--- STATED EXERCISE 1 ---
Reproduce the passage of the QGIS mailing list message from "That's what we" up to and including "to configure ?".
--- STATED EXERCISE 2 ---
According to the QGIS mailing list message, what external website does the network access manager test depend on?

[QGIS-Developer] QGIS repository management

Julien Cabieces julien.cabieces at oslandia.com
Wed Oct 18 00:01:38 PDT 2023


> Is there anything I've missed?


A missing external ressource (OTB, oracle binaries...) that we get with curl. This one for
instance recently :
https://github.com/qgis/QGIS/actions/runs/6549790513/job/17793674746?pr=54963

Maybe we could store those ressources somewhere (a github repository for
instance?) to avoid those errors.

> network access manager test: depends on the badssl external website,
>  which goes down occasionally. We could potentially run this site
>  ourselves as part of the CI setup, but that's trading the dependence
>  on an external service for added CI maintenance burden on ourselves.
>

That's what we do for webdav and minio tests :
https://github.com/qgis/QGIS/blob/master/.docker/docker-compose-testing.yml#L14

I don't know much about bad ssl returned response but is it that much
complicated to configure ?

Regards,
Julien


> On Tue, Oct 17, 2023 at 9:19 PM Nyall Dawson via QGIS-Developer <qgis-developer at lists.osgeo.org> wrote:
>
>  >
>  > IMHO, the main issue here is that the CI is too often broken for no
>  > reasons related to the PR content. And most of the time recently, it's
>  > because of one of the mingw jobs.
>
>  I suggest we move this conversation into more practical areas and
>  focus instead on the actual CI issues.
>
>  In my experience there's a couple of main issues here:
>
>  1. The mingw build fails often with the error:
>
>  cd /__w/QGIS/QGIS/build_mingw64/resources && /usr/bin/cmake -E copy
>  /__w/QGIS/QGIS/resources/srs6.db
>  /__w/QGIS/QGIS/build_mingw64/resources/srs.db
>  make[2]: write error: stdout
>
>  It always succeeds if you restart the job though. I don't know what's
>  causing this... a disk space issue? (but then why would it succeed on
>  the following attempt?)
>
> mingw runs on ubuntu-latest within a fedora container. ubuntu images come with plenty of bloat preinstalled that can be easily deleted.

--- ENTRIES SHOWN ---
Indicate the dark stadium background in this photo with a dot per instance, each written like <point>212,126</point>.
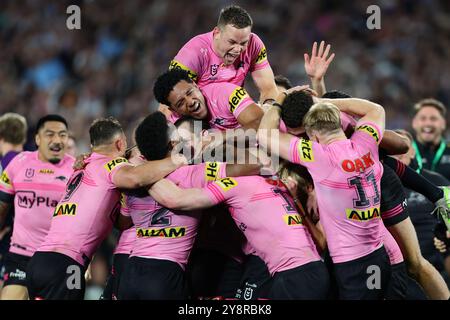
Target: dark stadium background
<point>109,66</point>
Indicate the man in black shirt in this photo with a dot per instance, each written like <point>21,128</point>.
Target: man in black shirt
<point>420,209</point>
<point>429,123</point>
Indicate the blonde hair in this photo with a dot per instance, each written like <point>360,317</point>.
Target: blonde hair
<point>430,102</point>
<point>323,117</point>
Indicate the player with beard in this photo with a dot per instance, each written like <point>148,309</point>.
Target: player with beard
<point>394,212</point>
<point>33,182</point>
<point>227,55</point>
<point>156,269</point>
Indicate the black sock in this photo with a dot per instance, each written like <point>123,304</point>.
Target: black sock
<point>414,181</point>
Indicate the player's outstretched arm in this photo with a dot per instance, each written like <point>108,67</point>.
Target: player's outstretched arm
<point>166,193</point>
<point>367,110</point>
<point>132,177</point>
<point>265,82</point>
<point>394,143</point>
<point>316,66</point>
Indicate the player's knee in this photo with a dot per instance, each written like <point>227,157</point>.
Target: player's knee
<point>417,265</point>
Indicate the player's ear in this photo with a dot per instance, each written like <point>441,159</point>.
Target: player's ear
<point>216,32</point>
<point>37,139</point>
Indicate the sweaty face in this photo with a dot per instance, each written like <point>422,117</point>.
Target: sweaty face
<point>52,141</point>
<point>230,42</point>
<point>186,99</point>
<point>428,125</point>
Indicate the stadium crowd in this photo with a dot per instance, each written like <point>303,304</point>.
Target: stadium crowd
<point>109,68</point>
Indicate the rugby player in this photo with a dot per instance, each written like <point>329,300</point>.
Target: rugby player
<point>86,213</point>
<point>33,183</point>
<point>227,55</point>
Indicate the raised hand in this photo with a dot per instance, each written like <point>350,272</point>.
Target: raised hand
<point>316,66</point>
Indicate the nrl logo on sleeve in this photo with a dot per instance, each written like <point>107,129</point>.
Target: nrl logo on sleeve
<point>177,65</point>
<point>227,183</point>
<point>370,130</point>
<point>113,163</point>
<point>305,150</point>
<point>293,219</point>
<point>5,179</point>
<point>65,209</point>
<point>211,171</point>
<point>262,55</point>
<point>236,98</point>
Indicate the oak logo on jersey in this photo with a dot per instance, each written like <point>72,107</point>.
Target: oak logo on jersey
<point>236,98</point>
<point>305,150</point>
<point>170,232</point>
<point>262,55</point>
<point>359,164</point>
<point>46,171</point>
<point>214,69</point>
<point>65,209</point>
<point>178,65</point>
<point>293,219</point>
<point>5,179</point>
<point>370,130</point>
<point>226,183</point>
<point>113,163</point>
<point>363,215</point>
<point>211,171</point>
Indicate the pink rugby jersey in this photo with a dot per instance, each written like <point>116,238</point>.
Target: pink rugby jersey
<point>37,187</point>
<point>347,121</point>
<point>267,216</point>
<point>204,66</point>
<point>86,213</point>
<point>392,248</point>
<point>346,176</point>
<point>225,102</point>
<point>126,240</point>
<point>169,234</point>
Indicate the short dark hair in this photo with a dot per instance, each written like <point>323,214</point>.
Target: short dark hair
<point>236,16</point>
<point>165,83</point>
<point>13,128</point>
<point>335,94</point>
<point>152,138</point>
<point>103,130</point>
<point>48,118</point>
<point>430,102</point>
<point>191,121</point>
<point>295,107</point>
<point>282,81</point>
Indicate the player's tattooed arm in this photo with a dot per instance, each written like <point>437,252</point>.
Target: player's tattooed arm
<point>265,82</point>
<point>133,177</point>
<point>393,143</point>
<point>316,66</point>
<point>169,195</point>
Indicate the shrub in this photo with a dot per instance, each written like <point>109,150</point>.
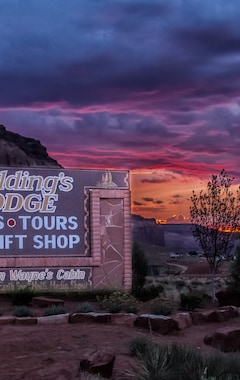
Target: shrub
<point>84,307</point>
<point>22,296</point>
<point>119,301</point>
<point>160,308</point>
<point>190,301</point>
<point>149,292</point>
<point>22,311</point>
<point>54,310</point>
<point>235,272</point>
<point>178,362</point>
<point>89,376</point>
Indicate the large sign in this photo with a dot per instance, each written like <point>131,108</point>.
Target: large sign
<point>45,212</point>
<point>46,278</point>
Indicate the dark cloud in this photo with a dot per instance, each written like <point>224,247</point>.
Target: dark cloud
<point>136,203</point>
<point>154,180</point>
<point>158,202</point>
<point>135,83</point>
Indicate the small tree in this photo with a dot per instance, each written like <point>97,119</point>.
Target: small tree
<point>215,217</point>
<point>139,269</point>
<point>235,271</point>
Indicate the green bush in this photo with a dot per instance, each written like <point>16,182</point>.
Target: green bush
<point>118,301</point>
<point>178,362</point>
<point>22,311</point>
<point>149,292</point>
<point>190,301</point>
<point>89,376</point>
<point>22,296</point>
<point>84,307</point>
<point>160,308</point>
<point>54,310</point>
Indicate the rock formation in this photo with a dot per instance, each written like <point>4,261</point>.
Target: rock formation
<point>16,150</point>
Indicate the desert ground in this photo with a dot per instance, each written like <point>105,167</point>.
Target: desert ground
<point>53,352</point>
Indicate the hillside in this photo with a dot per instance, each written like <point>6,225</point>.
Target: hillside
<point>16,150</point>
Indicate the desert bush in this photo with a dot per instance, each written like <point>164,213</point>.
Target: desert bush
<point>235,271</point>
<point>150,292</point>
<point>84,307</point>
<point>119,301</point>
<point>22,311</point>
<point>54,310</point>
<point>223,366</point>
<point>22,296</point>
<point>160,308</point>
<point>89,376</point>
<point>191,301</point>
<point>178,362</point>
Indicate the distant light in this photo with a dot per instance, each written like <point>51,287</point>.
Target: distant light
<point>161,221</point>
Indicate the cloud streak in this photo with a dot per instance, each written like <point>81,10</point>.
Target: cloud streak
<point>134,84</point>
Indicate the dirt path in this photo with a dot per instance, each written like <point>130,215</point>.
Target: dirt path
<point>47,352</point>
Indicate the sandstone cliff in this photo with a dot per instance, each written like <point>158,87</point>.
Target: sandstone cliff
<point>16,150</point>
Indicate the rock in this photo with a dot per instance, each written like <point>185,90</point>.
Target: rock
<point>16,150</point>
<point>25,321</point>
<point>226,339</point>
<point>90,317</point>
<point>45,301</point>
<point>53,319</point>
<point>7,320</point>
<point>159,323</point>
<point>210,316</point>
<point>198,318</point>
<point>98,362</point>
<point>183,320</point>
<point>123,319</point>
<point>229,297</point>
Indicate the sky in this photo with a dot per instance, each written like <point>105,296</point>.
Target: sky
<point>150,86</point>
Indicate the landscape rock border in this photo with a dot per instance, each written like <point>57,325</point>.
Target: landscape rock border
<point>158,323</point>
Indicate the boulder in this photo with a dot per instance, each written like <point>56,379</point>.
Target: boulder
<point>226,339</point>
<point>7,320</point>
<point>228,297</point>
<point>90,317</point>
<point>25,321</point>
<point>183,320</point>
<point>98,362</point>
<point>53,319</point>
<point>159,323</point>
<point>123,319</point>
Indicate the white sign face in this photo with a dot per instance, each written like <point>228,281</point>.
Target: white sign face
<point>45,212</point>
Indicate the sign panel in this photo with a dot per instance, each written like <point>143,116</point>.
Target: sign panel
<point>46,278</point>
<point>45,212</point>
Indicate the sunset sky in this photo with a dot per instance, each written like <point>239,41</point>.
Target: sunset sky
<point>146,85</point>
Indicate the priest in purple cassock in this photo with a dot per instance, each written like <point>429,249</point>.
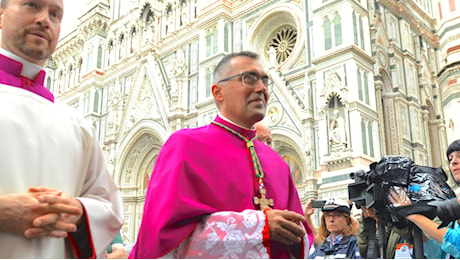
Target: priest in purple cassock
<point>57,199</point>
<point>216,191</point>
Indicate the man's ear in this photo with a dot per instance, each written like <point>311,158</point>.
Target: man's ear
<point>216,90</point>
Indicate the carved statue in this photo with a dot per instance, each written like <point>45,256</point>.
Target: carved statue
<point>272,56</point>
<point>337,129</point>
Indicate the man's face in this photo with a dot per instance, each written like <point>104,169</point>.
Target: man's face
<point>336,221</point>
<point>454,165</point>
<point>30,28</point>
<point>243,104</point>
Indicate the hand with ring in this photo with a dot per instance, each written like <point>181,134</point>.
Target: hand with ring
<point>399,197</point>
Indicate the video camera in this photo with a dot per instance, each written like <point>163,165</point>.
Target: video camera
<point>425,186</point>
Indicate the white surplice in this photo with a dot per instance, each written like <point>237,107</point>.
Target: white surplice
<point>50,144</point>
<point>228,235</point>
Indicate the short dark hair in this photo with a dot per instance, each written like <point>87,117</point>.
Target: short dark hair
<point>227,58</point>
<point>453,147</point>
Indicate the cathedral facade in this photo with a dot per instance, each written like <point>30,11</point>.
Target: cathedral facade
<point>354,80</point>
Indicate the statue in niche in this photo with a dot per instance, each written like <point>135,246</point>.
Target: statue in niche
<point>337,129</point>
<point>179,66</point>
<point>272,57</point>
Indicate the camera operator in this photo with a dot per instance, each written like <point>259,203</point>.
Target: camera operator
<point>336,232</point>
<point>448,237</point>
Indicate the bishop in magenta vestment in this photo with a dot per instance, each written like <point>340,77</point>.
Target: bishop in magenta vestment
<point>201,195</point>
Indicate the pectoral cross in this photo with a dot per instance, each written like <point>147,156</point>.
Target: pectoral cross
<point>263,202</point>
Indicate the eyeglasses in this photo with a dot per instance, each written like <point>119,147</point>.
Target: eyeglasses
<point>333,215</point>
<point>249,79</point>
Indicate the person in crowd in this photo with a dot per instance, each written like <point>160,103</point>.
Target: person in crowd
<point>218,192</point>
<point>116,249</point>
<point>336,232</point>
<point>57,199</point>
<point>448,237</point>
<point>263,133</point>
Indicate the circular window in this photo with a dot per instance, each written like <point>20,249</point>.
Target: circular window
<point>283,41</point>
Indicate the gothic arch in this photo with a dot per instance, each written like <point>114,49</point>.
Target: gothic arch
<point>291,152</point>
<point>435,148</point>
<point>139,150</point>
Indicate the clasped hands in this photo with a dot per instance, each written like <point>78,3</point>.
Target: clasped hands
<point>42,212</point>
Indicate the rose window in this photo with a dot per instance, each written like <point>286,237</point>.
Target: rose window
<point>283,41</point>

--- RESPONSE 1 ---
That's what we do for webdav and minio tests :
https://github.com/qgis/QGIS/blob/master/.docker/docker-compose-testing.yml#L14

I don't know much about bad ssl returned response but is it that much
complicated to configure ?

--- RESPONSE 2 ---
The badssl external website, which goes down occasionally.